**Short problem:** Reproduce the lines of the records below word for word, beginning with the line that contains "the player's hand" and continuing through the line that contains "x=336, y=344".

(Part of a data file)
-- start --

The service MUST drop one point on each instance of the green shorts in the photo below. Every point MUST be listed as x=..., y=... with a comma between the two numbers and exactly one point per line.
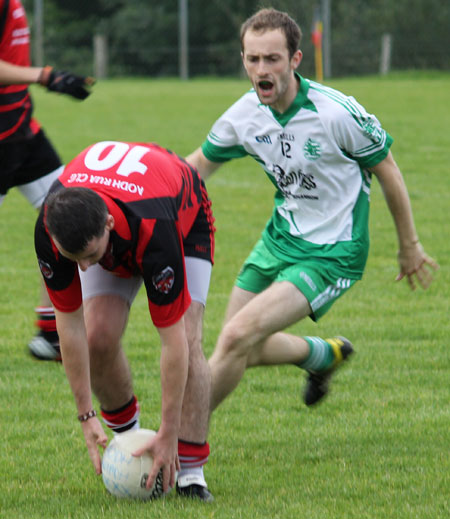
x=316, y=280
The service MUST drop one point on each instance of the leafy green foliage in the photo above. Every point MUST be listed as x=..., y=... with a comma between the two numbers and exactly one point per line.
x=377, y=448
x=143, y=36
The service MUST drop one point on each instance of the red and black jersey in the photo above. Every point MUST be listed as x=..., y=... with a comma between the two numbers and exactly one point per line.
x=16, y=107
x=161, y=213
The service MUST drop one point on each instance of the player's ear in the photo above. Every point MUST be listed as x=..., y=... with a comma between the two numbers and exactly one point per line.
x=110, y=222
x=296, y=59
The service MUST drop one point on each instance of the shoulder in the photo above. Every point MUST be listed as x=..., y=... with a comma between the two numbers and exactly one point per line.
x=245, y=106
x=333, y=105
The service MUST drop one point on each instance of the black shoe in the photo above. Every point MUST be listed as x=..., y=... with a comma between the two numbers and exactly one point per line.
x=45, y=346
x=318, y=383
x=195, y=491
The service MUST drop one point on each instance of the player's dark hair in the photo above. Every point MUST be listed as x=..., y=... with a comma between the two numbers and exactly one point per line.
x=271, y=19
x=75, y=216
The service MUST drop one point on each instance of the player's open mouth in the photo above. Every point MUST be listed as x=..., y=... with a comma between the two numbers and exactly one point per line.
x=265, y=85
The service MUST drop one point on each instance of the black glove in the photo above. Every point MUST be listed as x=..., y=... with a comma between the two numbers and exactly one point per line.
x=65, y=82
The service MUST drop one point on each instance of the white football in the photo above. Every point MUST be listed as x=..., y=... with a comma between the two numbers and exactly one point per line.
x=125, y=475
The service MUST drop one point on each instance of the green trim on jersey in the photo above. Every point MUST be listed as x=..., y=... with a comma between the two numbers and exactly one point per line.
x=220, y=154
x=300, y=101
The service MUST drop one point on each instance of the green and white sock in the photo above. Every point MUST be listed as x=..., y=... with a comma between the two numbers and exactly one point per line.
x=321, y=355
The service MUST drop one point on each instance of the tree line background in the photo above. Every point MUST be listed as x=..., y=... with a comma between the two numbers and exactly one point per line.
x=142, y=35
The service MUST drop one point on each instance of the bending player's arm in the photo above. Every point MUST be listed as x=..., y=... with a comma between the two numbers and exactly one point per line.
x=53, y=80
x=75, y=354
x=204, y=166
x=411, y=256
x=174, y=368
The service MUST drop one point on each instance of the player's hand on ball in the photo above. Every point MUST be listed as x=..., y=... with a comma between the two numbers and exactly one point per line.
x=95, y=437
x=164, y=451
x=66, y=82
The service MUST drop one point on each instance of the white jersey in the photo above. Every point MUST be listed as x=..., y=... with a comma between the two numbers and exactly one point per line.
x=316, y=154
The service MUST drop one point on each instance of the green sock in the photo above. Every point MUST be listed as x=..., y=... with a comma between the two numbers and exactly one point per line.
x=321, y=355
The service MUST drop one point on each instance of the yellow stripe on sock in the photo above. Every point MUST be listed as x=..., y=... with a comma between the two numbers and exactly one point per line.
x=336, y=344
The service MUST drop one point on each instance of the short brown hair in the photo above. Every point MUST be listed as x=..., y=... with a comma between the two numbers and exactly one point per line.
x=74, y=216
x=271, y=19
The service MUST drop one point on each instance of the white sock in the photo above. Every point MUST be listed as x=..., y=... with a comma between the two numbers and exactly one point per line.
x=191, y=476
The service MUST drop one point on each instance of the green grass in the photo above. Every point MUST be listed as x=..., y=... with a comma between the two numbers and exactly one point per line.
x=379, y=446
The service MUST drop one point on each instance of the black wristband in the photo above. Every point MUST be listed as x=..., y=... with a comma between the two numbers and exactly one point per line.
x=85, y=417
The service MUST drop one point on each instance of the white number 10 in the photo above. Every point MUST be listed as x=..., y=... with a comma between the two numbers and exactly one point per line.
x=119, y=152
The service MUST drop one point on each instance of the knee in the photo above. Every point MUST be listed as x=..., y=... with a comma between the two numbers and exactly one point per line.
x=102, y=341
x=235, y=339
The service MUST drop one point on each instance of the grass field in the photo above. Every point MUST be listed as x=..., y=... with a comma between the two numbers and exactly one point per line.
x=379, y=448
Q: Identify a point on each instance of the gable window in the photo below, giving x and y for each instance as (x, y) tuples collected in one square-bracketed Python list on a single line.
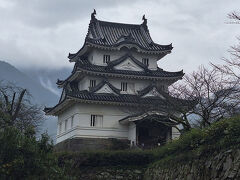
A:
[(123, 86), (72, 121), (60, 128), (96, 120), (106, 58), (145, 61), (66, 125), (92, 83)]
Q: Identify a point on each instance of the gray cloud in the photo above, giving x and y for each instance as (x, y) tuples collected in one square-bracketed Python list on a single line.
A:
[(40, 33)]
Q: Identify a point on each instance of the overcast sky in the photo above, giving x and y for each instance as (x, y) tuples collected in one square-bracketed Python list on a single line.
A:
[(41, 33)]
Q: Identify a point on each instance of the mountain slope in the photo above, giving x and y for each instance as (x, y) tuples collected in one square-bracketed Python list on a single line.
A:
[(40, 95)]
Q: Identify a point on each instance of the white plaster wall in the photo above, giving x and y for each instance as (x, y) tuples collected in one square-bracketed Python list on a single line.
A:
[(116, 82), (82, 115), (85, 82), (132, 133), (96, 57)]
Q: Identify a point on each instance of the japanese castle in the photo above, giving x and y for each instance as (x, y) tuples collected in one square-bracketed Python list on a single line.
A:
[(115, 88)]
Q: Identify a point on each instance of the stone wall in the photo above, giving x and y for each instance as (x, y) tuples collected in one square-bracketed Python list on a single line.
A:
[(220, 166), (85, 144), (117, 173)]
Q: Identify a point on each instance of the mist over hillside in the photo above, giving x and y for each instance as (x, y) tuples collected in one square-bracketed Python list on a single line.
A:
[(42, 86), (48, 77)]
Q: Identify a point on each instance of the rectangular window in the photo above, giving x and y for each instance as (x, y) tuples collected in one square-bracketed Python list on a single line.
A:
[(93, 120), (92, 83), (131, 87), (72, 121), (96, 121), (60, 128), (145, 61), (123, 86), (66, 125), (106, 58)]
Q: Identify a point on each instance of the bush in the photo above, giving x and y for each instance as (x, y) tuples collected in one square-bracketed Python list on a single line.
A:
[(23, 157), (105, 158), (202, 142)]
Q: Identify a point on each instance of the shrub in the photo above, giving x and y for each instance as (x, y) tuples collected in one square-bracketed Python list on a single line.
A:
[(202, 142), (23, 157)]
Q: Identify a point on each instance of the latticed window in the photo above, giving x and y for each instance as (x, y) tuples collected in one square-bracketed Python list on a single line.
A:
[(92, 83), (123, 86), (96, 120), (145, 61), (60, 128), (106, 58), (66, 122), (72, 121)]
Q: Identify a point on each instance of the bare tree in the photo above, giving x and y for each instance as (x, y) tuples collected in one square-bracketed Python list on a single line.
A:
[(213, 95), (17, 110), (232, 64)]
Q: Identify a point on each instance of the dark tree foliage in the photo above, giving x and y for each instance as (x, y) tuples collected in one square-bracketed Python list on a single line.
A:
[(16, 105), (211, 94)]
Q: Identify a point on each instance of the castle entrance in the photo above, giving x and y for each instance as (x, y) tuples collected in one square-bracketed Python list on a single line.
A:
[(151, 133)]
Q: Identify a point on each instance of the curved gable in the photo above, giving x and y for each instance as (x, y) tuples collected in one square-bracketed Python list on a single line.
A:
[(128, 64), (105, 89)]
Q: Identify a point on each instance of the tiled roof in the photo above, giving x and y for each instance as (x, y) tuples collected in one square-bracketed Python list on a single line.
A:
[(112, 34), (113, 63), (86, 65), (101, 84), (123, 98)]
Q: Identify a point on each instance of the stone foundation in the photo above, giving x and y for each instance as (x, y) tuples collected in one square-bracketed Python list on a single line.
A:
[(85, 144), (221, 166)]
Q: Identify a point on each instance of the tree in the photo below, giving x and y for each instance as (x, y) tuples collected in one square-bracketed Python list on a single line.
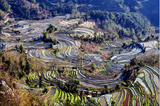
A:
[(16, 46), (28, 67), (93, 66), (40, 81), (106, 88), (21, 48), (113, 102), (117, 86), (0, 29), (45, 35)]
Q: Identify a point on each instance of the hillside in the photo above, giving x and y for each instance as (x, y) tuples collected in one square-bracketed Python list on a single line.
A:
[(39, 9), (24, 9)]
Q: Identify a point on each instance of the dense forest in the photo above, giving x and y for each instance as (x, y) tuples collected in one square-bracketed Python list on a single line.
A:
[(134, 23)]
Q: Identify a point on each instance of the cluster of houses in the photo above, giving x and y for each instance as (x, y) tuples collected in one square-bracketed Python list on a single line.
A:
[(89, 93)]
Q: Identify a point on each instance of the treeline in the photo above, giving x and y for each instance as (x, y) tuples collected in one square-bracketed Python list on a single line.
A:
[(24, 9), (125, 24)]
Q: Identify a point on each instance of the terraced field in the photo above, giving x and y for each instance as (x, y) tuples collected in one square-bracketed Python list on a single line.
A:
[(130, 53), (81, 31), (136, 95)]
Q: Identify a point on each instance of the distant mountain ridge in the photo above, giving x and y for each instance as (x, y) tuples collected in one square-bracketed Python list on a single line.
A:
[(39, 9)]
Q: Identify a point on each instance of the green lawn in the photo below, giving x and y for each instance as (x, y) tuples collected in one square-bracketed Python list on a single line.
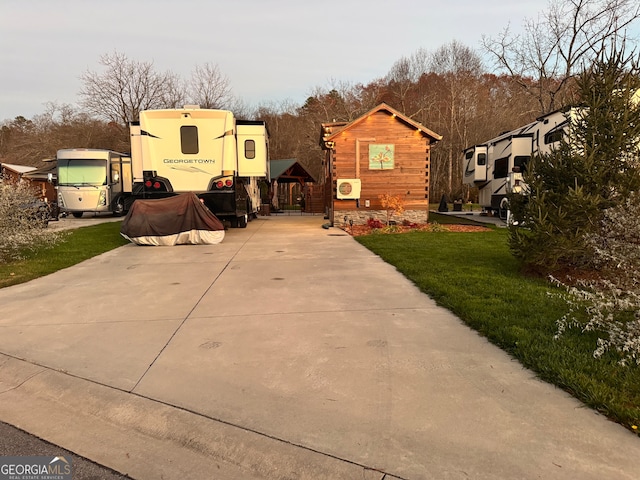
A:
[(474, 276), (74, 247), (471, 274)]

-- end --
-- start --

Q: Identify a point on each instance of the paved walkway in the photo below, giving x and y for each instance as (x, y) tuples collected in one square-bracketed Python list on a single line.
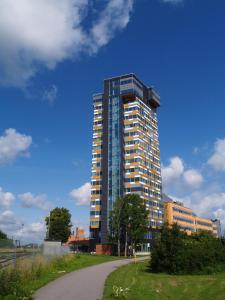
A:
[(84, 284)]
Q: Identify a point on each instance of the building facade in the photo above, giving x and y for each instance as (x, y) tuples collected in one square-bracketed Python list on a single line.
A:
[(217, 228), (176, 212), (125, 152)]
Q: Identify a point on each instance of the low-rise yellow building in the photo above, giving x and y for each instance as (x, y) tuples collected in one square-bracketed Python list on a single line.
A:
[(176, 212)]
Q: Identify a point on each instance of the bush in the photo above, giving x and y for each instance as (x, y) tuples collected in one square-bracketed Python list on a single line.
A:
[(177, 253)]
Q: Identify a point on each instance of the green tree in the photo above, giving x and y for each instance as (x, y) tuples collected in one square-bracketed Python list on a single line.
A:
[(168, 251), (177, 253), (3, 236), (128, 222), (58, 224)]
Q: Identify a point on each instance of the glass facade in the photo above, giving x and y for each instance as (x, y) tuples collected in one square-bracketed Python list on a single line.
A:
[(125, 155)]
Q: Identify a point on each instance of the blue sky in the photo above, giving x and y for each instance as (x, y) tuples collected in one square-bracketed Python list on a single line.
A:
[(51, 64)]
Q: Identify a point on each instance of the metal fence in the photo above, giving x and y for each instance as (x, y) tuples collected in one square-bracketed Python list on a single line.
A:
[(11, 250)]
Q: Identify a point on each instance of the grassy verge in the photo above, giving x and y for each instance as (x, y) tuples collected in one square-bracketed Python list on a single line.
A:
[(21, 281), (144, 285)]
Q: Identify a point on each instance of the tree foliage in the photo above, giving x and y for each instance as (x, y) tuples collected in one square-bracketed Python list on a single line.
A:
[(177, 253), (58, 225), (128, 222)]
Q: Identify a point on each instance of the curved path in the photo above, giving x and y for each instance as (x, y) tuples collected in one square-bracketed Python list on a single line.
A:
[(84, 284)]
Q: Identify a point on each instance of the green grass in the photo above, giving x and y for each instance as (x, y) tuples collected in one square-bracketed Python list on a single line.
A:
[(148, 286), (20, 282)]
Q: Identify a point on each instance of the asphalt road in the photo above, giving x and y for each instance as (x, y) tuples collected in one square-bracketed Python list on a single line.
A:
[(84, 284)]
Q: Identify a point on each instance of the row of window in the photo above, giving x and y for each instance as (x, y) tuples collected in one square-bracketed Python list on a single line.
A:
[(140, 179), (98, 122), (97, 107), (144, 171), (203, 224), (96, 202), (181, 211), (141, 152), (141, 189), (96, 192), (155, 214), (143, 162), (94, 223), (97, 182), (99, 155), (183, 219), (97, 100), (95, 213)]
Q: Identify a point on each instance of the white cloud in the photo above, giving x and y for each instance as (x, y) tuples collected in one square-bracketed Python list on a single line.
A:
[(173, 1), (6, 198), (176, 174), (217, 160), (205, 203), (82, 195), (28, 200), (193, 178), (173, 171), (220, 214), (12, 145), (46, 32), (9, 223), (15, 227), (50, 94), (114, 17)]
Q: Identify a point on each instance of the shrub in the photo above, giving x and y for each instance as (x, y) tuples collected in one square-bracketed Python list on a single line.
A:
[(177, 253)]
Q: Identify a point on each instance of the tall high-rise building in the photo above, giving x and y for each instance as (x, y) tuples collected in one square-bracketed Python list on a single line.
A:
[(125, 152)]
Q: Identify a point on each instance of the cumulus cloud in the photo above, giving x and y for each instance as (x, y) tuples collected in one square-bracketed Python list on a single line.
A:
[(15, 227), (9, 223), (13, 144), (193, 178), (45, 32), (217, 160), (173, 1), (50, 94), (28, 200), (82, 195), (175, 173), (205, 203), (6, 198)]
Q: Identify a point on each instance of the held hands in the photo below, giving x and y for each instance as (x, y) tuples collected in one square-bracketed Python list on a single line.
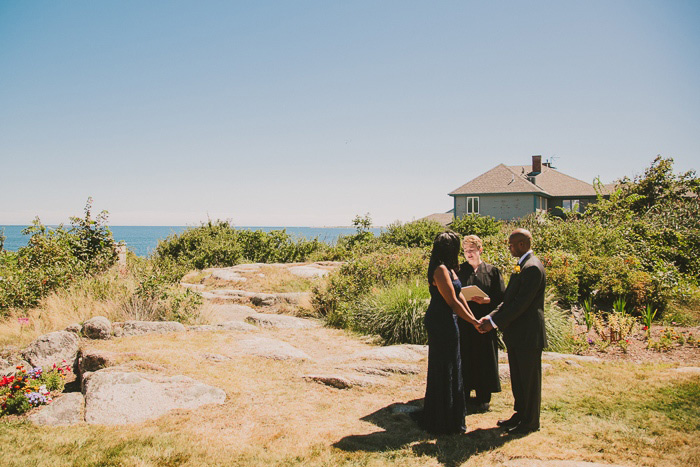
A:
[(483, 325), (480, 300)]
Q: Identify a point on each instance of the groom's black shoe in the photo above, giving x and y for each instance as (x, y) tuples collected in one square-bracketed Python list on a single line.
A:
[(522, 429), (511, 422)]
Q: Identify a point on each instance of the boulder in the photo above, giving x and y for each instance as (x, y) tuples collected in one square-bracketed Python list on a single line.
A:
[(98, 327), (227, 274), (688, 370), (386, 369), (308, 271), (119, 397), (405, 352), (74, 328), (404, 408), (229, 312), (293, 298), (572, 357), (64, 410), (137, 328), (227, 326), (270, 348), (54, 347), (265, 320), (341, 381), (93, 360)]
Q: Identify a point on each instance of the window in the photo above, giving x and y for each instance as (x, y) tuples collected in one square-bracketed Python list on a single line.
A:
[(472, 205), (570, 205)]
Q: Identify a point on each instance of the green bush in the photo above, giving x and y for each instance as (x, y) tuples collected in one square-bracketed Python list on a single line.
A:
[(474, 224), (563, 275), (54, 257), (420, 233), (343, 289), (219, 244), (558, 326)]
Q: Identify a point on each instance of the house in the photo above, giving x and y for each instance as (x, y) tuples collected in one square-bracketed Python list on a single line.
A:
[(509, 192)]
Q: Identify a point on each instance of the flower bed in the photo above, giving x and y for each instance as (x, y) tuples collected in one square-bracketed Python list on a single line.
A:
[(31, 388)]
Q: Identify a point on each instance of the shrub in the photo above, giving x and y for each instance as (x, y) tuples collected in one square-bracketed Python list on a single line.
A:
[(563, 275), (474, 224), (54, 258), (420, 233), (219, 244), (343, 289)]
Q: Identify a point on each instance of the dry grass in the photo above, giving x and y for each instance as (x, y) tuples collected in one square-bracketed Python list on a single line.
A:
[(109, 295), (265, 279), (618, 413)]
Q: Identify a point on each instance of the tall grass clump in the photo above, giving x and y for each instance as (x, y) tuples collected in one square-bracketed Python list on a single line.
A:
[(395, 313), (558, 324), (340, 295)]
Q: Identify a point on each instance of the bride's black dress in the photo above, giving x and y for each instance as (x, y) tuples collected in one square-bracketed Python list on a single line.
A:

-- end --
-- start --

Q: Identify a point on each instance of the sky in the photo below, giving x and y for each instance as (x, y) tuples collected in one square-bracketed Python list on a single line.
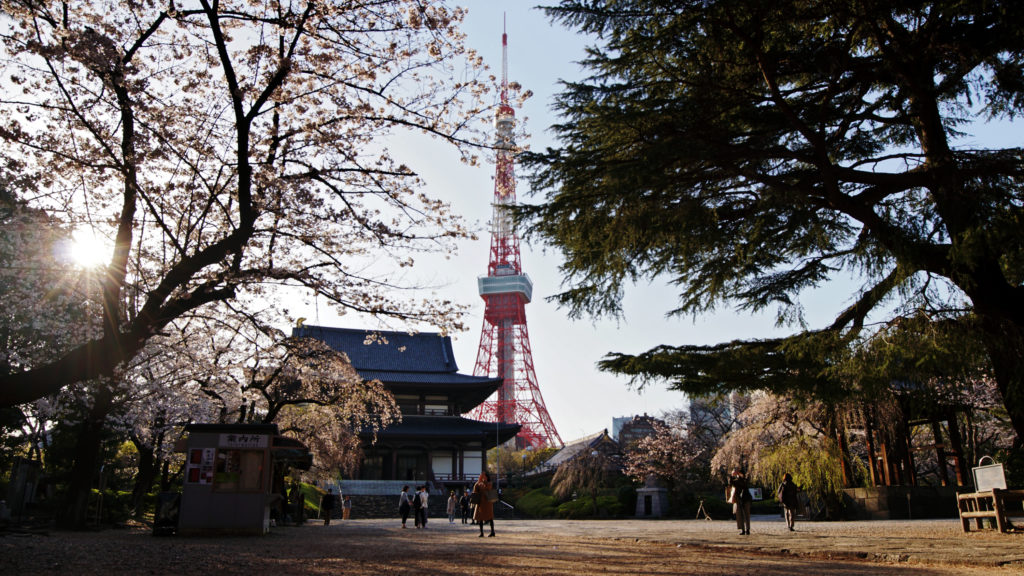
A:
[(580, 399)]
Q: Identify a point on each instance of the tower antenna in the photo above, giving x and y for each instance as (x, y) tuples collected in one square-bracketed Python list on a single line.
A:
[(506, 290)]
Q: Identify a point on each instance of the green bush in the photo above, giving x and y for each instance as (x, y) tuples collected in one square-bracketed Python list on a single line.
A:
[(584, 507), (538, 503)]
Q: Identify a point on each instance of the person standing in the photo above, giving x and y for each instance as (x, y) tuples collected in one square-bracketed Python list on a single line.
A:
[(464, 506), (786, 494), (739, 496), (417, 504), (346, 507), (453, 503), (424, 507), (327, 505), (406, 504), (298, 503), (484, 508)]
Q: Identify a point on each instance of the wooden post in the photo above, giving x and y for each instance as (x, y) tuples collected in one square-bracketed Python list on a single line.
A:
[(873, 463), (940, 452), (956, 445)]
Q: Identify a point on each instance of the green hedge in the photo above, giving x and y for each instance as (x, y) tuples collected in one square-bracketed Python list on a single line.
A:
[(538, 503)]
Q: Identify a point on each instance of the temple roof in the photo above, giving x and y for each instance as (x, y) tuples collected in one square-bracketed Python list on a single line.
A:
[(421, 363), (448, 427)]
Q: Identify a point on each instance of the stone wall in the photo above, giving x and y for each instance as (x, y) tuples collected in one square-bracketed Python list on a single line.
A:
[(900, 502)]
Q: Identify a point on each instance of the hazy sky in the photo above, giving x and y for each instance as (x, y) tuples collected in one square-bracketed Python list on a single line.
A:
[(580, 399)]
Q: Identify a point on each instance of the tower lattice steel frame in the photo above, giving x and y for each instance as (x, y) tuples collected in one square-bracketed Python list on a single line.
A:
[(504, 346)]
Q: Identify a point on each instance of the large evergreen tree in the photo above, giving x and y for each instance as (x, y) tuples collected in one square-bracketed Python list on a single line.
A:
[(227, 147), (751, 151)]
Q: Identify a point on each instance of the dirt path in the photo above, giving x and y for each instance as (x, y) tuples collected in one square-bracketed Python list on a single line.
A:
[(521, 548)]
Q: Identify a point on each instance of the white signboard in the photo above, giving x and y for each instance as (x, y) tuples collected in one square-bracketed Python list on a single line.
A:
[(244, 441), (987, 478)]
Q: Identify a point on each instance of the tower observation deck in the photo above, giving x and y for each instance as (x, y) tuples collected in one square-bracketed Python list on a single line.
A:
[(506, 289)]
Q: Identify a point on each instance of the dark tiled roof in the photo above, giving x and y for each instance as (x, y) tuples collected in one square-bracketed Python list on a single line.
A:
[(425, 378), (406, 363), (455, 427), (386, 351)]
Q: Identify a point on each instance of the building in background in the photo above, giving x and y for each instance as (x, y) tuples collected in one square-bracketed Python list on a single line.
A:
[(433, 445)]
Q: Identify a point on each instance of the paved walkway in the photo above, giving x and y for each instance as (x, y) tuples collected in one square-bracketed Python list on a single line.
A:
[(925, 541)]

-- end --

**Reply to the exercise:**
The service MUST drop one point on each instance of the player's hand on ball in the photo above. Every point MUST be listed as x=..., y=... with a comma between the two numbers and exactly one point per line.
x=95, y=437
x=164, y=451
x=66, y=82
The service MUST drop one point on each instance of the white jersey in the photo above. Every point MUST be listed as x=..., y=... with a comma between the two numbers and exactly one point per line.
x=316, y=154
The service MUST drop one point on each instance of the green sock in the photo above. Every point MUST be listed as x=..., y=... with a comma between the two numbers and exactly one point per line.
x=321, y=355
The service MUST drop one point on each instance of the yellow stripe on sock in the photo above. Every point MUST be listed as x=..., y=... with a comma between the two numbers and exactly one point per line.
x=336, y=344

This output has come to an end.